Task details: Reproduce the lines below word for word, from the start through the line containing "x=95, y=587", including both ends.

Excerpts from a pointing dataset
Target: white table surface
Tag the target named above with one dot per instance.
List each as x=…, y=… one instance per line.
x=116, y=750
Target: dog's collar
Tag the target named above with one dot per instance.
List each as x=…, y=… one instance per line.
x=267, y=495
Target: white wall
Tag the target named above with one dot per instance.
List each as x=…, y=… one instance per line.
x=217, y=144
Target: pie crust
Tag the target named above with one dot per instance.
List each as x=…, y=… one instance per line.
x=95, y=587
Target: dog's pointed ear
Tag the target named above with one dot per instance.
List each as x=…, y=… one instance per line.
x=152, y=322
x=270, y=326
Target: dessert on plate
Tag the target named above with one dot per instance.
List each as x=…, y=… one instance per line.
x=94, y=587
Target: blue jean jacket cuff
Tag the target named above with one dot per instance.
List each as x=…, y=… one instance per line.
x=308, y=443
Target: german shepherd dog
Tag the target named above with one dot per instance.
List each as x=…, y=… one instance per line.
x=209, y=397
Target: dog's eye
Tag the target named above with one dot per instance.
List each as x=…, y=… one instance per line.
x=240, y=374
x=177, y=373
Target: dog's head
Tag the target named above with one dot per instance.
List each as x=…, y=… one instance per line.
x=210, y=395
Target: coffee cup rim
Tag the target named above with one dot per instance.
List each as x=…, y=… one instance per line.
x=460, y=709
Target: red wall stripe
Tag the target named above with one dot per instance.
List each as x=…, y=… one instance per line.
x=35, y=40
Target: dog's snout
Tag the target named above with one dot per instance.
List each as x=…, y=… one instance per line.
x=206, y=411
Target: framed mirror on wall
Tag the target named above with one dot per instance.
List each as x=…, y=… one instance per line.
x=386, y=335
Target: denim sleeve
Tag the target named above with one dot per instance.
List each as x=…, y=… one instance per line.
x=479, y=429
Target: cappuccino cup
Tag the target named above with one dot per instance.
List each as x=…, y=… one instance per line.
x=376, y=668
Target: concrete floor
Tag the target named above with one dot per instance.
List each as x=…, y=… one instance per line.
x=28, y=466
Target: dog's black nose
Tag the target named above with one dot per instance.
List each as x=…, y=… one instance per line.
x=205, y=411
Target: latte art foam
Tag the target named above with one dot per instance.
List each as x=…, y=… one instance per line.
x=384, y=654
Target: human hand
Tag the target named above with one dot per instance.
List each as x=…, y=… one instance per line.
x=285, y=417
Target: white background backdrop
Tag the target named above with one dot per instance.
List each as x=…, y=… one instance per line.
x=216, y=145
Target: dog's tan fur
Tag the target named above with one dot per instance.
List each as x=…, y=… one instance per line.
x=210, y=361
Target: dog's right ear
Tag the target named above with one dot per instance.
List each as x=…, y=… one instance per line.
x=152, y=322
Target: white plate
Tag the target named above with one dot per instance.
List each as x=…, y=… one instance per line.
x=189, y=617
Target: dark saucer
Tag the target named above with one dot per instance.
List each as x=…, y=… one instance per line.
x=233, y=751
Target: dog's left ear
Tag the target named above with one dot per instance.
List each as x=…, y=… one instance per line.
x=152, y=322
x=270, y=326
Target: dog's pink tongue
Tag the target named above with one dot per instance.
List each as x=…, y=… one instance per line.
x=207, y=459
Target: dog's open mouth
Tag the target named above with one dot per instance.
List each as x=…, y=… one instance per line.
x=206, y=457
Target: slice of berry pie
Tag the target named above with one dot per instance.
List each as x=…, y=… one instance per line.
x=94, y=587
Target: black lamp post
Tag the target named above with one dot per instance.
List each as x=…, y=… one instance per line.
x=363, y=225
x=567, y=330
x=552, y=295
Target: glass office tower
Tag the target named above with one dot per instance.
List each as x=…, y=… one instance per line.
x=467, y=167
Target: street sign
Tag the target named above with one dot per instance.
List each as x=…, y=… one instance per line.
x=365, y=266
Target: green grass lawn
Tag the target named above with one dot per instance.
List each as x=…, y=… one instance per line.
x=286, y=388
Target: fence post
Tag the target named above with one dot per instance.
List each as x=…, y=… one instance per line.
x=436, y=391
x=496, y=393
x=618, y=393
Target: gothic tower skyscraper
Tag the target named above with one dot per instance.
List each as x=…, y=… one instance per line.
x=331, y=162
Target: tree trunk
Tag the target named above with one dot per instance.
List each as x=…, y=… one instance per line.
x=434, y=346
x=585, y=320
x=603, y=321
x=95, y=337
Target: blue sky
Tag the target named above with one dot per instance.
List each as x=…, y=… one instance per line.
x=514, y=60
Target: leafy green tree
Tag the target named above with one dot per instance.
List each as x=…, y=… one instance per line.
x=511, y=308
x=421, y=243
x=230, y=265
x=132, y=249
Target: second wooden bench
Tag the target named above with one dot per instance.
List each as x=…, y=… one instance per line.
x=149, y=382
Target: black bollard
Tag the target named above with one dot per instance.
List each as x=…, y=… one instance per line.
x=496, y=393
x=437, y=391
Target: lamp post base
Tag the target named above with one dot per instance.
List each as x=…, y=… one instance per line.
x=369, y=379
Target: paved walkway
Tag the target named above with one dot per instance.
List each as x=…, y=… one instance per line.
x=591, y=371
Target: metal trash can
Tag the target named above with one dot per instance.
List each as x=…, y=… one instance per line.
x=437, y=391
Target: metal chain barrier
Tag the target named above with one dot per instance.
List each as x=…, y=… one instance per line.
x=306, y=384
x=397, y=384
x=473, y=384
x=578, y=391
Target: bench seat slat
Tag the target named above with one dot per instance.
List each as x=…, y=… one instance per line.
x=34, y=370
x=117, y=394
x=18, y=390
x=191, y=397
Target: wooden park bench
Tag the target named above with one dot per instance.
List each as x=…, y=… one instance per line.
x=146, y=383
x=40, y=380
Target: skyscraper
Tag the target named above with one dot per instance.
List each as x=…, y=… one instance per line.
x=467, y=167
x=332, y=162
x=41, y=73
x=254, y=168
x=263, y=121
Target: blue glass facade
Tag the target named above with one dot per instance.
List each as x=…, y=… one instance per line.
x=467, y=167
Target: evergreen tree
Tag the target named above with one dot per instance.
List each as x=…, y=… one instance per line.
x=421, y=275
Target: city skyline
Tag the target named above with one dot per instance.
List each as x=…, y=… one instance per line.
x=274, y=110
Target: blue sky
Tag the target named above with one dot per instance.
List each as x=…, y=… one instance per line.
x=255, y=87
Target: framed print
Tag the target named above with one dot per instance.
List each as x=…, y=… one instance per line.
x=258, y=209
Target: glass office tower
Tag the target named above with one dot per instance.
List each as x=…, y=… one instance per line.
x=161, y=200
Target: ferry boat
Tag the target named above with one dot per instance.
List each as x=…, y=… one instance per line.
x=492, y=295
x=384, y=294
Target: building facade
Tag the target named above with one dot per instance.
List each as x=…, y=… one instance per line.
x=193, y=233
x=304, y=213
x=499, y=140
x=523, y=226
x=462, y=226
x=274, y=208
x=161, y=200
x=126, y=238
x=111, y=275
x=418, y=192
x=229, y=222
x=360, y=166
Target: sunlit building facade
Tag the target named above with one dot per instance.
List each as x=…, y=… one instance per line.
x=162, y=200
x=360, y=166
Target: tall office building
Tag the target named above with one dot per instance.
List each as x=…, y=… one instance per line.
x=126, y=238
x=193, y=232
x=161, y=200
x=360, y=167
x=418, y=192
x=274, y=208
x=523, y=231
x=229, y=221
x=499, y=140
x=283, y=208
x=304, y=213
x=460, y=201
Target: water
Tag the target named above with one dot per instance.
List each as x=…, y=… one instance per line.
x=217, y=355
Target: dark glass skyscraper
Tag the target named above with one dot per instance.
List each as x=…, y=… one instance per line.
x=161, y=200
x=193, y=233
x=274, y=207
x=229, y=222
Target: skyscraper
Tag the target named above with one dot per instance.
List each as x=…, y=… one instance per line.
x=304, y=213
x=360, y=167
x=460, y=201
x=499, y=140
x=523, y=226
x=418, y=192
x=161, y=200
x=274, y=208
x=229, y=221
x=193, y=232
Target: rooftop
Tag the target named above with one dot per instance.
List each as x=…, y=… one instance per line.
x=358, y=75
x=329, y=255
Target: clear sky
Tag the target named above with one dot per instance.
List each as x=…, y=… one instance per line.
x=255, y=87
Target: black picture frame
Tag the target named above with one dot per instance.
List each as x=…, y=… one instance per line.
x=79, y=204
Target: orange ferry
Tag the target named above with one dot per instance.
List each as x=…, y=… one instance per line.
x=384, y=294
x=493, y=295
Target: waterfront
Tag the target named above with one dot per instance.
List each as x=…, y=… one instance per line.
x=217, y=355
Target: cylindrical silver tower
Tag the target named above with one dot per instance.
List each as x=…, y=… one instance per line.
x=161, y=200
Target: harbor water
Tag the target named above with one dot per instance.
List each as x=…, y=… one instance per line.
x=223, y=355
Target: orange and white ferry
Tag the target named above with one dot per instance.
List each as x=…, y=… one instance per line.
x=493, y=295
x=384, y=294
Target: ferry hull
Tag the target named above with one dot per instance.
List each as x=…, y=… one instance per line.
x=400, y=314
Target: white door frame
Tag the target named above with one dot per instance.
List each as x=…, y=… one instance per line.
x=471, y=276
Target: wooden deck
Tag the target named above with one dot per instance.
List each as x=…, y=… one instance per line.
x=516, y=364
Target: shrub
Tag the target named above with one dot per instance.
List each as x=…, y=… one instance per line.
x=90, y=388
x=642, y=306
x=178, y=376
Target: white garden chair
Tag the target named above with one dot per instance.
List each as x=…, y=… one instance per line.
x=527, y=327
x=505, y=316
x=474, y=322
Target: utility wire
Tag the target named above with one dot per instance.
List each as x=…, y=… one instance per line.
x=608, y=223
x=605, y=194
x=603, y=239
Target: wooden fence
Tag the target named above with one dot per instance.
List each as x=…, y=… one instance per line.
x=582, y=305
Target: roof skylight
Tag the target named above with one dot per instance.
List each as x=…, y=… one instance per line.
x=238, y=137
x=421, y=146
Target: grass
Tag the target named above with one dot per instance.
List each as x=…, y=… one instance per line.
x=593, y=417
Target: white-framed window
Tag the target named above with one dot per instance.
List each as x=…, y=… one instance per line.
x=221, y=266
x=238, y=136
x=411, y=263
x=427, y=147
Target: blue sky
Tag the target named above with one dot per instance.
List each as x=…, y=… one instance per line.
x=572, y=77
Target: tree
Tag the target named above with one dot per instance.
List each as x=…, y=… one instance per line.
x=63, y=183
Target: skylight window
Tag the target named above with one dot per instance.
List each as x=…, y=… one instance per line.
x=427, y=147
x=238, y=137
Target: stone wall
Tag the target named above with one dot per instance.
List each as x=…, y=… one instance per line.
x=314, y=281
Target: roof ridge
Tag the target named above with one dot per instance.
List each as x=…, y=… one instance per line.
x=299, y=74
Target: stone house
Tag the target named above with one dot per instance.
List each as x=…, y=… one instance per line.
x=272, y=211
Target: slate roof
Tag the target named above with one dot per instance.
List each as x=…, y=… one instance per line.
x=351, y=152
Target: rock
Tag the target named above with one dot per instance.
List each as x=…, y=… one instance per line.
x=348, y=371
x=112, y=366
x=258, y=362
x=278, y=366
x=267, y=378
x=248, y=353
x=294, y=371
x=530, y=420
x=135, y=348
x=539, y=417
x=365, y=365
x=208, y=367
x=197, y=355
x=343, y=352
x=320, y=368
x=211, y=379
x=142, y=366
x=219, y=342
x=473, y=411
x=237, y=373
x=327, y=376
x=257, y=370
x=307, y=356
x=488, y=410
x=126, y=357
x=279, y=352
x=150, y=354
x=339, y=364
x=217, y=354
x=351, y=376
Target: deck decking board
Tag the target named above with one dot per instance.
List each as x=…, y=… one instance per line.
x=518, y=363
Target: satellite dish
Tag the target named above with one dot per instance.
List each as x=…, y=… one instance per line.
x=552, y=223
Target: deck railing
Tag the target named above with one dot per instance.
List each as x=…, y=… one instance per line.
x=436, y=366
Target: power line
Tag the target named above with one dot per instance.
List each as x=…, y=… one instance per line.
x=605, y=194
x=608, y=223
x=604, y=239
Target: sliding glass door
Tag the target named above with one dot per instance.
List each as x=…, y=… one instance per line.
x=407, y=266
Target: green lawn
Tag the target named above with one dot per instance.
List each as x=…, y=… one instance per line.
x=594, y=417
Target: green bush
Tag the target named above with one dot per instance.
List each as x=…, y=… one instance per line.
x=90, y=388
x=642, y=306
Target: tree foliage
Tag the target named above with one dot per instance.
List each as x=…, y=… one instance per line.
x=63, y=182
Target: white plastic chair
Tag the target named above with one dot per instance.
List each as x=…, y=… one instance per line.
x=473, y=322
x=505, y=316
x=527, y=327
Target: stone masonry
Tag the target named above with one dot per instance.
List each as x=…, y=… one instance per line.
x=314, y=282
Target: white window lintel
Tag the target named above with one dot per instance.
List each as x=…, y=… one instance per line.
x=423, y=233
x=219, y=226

Response:
Target: white table surface
Tag the target named above with one dot per instance.
List each as x=…, y=… one instance per line.
x=116, y=750
Target: dog's collar
Tag the target named above with one dot per instance.
List each as x=…, y=… one instance per line.
x=267, y=495
Target: white wall
Tag the target named above with one dot per instance.
List each as x=…, y=… one instance per line.
x=217, y=144
Target: pie crust
Tag the target named above with one dot per instance.
List each as x=…, y=… one instance per line.
x=95, y=587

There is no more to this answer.